## Given instruction
Output each line of the records as a row in a Markdown table with columns "Row" and "Line", numbering the rows in order and leaving out blank lines.

## Dataset excerpts

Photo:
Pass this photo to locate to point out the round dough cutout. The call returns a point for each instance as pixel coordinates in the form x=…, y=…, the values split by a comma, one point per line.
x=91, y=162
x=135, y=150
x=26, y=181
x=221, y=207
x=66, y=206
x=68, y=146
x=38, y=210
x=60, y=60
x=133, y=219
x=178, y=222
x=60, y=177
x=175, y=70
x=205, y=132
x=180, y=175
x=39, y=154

## Result for this task
| Row | Line |
|---|---|
| 1 | Photo: |
| 2 | Pass this photo to locate to point out the round dough cutout. The call returns a point for each instance as pixel coordinates in the form x=…, y=…, the values split by a comma, one point per line. |
| 3 | x=91, y=162 |
| 4 | x=135, y=150 |
| 5 | x=26, y=181 |
| 6 | x=221, y=207 |
| 7 | x=66, y=206 |
| 8 | x=68, y=146 |
| 9 | x=38, y=210 |
| 10 | x=60, y=60 |
| 11 | x=133, y=219 |
| 12 | x=178, y=222 |
| 13 | x=60, y=177 |
| 14 | x=175, y=70 |
| 15 | x=205, y=132 |
| 16 | x=180, y=175 |
| 17 | x=39, y=154 |